▸ Exercise prompt: Quote every one of the entries below word for word, omitting the pictures from your answer.

* Start Material for this task *

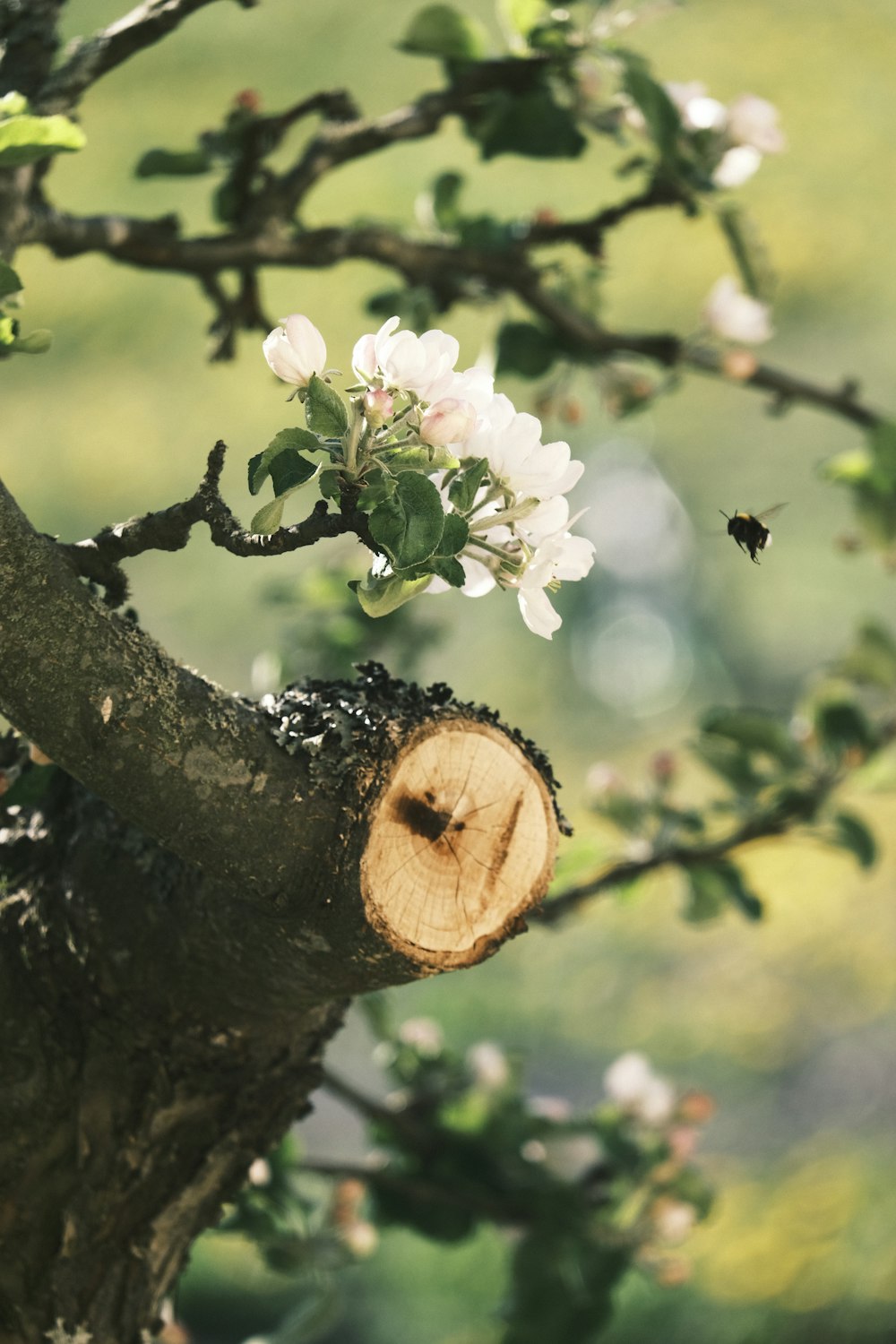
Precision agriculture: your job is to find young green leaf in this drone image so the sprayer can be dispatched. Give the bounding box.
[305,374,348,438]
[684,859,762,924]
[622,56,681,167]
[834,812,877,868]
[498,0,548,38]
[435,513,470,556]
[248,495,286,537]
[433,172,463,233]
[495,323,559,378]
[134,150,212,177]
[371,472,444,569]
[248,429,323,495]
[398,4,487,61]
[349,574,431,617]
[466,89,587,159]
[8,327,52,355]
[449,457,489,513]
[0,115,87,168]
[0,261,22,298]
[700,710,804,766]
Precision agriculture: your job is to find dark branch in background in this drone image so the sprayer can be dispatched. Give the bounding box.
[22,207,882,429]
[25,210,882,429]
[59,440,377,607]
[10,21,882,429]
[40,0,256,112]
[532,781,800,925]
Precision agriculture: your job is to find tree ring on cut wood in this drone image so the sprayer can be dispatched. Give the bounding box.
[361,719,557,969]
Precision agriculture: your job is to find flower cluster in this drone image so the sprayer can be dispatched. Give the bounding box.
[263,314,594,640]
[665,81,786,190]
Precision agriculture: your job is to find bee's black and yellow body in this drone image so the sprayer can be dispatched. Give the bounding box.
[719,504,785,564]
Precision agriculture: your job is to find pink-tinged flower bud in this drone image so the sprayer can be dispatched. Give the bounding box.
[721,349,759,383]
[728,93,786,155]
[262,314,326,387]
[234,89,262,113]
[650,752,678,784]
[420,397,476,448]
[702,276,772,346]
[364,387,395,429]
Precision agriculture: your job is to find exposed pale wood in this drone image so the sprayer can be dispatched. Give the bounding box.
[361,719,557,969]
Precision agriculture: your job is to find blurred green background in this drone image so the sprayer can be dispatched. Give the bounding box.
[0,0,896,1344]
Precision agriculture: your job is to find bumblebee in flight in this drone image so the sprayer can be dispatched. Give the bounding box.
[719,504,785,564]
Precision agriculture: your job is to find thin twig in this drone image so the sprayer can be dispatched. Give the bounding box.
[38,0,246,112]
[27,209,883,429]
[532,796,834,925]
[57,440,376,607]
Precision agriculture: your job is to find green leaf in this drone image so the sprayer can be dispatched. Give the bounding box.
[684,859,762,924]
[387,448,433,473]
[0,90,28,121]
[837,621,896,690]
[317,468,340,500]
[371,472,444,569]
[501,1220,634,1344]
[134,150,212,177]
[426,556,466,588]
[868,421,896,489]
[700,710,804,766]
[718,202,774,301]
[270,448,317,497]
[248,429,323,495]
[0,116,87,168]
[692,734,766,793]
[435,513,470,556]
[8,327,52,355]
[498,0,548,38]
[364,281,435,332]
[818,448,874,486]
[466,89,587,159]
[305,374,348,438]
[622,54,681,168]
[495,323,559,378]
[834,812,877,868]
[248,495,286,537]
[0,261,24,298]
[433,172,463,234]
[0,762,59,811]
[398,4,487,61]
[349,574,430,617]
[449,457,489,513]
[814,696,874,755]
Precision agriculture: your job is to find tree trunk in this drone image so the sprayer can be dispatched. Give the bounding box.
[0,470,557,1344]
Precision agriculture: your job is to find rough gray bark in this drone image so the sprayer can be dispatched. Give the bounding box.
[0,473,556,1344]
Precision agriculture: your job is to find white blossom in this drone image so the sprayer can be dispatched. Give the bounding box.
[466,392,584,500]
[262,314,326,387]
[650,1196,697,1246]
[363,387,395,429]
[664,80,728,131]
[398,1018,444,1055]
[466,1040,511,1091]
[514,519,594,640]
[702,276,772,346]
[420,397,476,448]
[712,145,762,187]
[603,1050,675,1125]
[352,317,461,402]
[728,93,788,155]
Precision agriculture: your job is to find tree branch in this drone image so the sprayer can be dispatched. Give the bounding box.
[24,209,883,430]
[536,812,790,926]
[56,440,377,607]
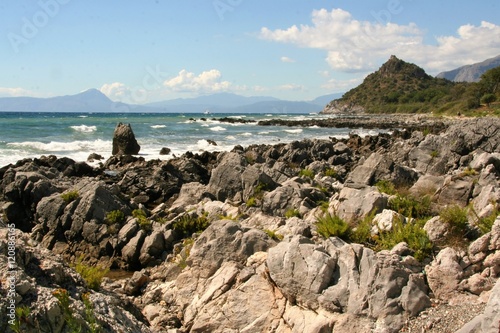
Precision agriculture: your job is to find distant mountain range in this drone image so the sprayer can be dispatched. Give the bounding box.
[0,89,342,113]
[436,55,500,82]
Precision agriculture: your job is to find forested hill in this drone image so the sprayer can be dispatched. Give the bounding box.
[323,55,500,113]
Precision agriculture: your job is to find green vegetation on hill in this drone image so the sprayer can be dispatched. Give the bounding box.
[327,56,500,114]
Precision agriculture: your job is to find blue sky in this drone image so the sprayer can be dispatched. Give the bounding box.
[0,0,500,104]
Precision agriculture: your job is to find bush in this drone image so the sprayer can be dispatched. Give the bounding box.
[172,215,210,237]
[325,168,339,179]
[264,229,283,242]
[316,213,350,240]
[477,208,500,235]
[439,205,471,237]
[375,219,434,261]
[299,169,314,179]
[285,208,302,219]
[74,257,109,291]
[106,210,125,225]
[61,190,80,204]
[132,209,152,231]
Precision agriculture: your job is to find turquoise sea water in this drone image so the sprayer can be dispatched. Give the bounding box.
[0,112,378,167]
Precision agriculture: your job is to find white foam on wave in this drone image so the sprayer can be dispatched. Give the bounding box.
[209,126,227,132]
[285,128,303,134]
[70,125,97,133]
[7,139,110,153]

* End Material for this task *

▸ Answer for the task:
Precision agriculture: your job is to find young green leaf in this drone image so the sprayer can be dispatched. Give the bounding box.
[305,374,348,438]
[684,859,762,924]
[622,56,681,167]
[834,812,877,868]
[498,0,548,38]
[435,513,470,556]
[248,495,286,537]
[433,172,463,233]
[495,323,559,378]
[134,150,212,177]
[371,472,444,569]
[248,429,323,495]
[398,4,487,61]
[349,574,431,617]
[466,89,587,159]
[8,327,52,355]
[449,457,489,513]
[0,115,87,168]
[0,261,22,298]
[700,710,804,766]
Precision agriculture: your job is to find dark branch in background in this drone image so the sprayer can be dispatched. Give the bounding box.
[22,207,882,429]
[25,210,882,429]
[59,440,377,607]
[10,21,882,429]
[40,0,256,112]
[532,781,800,925]
Precision agriculture: your job is to find tree ring on cut wood in this drone image so the sprayer can be dispatched. Give the bounding box.
[361,719,557,969]
Precision agriculture: your job is to find flower cluster in this drone image so the sprayer can be dispatched. Give the bounding box.
[263,314,594,640]
[665,81,786,190]
Precision agriculture: your job is to find bee's black and yellow body in this drone image so the sprayer can be dispatched. Give the bounding box.
[719,504,785,564]
Precision agriculture: your job is to find pink-tinged flower bud in this drone image so the sprayer can be dispatched. Give the bounding box.
[721,349,759,383]
[728,93,786,155]
[262,314,326,387]
[234,89,262,113]
[650,752,678,784]
[420,397,476,448]
[702,276,772,346]
[364,387,395,429]
Precision agriculture: your job is to find exposed pale wood in this drone image so the sprayer can be dispatched. Give the bounding box.
[361,719,557,969]
Precision agriculture: your job is to find blurred green background in this drone image so the sprayer can be dispatched. Give the bounding box.
[0,0,896,1344]
Precision agriculture: your job is to find bumblebee in flight in this drone image so the sprayer can be dispatched. Give the bounding box.
[719,504,785,564]
Precision agriculture: your job is to find thin twig in this drone image so the sprayer can be dispatched. Give the bounding box.
[38,0,246,112]
[27,209,883,429]
[532,796,834,925]
[57,440,376,607]
Precision agriculture: your job is to find green leaf in this drone image so the sprayer can be dispatched. Give the bounding box.
[684,859,762,924]
[387,448,433,473]
[0,90,28,121]
[837,621,896,690]
[317,468,340,500]
[371,472,444,569]
[501,1220,634,1344]
[134,150,212,177]
[426,556,466,588]
[868,421,896,489]
[700,710,804,766]
[718,202,774,301]
[270,448,317,497]
[248,429,323,495]
[0,116,87,168]
[692,734,766,793]
[435,513,470,556]
[8,327,52,355]
[498,0,548,38]
[364,281,435,332]
[818,448,874,486]
[466,89,587,159]
[305,374,348,438]
[622,54,681,168]
[495,323,559,378]
[834,812,877,868]
[248,495,286,537]
[0,261,24,298]
[433,172,463,234]
[0,762,59,811]
[398,4,487,61]
[349,574,430,617]
[449,457,489,513]
[814,696,874,755]
Precision agriculture: your job is to find tree trunk in this drone image so the sprayer can be dispatched. Give the bounding box.
[0,470,557,1344]
Precision agriculture: your job is to find rough gray bark in this drone image so the sprayer can be dispatched. Give the bounding box.
[0,473,556,1344]
Precision agriculture: your job is to find white blossom in this drone image so the sprayer can be dispatched. Give the bounding box.
[466,392,584,500]
[262,314,326,387]
[650,1196,697,1246]
[363,387,395,429]
[664,80,728,131]
[398,1018,444,1055]
[466,1040,511,1091]
[514,519,594,640]
[702,276,772,346]
[420,397,476,448]
[712,145,762,187]
[603,1050,675,1125]
[352,317,461,402]
[728,93,788,155]
Precision agriculture: your job is to find tree branch in this drone image so the sprayer can be dispatched. Give the bounding box.
[24,209,883,430]
[536,812,790,926]
[56,440,377,607]
Precision agriculture: your job is to find distant mountain range in this drone image so the sprayer can be dispatched. Give the bounding box.
[0,89,342,113]
[436,55,500,82]
Precision agriculture: your job is to find forested hill in this drone image so the sprayer can be dispatched. Give the bounding box.
[323,55,500,113]
Precision agriculture: your job is to find green vegetation on hill in this drone image so the sprayer can be dispatched. Give the bounding box.
[327,56,500,114]
Precision agriculture: your job is to find blue sky in this drone image so the sprayer can be dispatched. Give the bounding box.
[0,0,500,104]
Precision agriculture: your job is to find bush in this drone image so the sprayer can be dispatched. Give the bounding box.
[172,215,210,237]
[325,168,339,179]
[264,229,283,242]
[316,213,350,240]
[477,208,500,235]
[439,205,471,237]
[375,219,434,261]
[299,169,314,179]
[285,208,302,219]
[74,257,109,291]
[106,210,125,225]
[61,190,80,204]
[132,209,152,231]
Precision agriculture: your job is to find turquoise sea water in this drone image so the sprayer can be dispatched. Give the bounding box.
[0,112,378,167]
Precision agriculture: your job is to find white foam on wave in this drone image so the sprayer can be dispatched. Give the bounding box.
[209,126,227,132]
[285,128,303,134]
[70,125,97,133]
[7,139,110,153]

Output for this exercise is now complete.